How to complete this task: Of the entries below, return exactly those lines that fall between the one containing "Target: decorative object on counter" and the one containing "Target: switch plate", the two end lines included.

*** Task input ***

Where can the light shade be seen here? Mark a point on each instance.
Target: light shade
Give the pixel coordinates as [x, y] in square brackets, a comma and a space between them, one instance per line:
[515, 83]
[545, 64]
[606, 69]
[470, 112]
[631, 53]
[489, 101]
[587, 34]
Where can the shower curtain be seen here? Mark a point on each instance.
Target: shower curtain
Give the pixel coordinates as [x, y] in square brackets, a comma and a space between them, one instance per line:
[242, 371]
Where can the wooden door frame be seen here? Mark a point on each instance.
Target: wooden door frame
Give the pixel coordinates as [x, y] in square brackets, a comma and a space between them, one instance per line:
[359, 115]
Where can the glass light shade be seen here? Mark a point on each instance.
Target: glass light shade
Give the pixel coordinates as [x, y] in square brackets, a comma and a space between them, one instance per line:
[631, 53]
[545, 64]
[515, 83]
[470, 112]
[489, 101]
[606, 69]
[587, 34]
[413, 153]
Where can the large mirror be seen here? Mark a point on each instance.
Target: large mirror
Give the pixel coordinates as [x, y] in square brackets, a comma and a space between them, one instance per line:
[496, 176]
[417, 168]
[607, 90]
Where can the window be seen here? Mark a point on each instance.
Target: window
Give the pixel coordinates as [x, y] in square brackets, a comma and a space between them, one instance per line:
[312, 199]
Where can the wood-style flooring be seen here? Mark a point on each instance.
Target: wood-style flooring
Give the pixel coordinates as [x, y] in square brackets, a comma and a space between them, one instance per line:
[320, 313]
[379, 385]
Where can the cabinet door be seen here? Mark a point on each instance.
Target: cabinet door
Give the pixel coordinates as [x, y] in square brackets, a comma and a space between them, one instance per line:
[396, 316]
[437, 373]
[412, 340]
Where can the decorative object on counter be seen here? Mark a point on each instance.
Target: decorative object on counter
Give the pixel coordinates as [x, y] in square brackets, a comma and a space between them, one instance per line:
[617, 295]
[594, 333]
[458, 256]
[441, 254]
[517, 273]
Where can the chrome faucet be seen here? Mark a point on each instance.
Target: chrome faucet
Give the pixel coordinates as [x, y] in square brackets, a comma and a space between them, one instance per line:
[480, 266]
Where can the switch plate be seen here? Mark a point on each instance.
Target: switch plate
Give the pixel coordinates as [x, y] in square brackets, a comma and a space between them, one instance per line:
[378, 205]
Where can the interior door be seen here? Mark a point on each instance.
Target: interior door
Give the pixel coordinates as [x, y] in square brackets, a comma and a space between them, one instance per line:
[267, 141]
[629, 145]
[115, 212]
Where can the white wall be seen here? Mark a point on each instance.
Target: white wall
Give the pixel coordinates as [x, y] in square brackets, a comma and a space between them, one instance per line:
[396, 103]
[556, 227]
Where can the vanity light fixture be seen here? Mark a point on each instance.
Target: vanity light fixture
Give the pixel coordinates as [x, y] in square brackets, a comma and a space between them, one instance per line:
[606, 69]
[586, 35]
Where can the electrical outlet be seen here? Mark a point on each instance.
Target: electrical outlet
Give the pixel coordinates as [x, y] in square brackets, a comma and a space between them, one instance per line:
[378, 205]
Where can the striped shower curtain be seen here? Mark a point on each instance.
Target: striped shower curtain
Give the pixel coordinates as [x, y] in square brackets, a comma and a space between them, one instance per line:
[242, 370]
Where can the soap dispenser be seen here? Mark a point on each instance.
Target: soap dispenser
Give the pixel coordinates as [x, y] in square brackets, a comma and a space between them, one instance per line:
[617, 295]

*** End of Task input ***

Written reply:
Target: decorative object on counter
Give the pixel coordinates as [x, y] in square brackets, a comma and a space between them, one instance per line:
[617, 295]
[594, 333]
[458, 256]
[441, 254]
[517, 273]
Where can the chrome faucet be seen here? Mark a point on each instance.
Target: chrome faucet
Give the pixel coordinates as [x, y] in square brackets, a comma and a space between them, one instance per line:
[480, 266]
Where can the switch plate be seen here? Mark a point on each instance.
Target: switch plate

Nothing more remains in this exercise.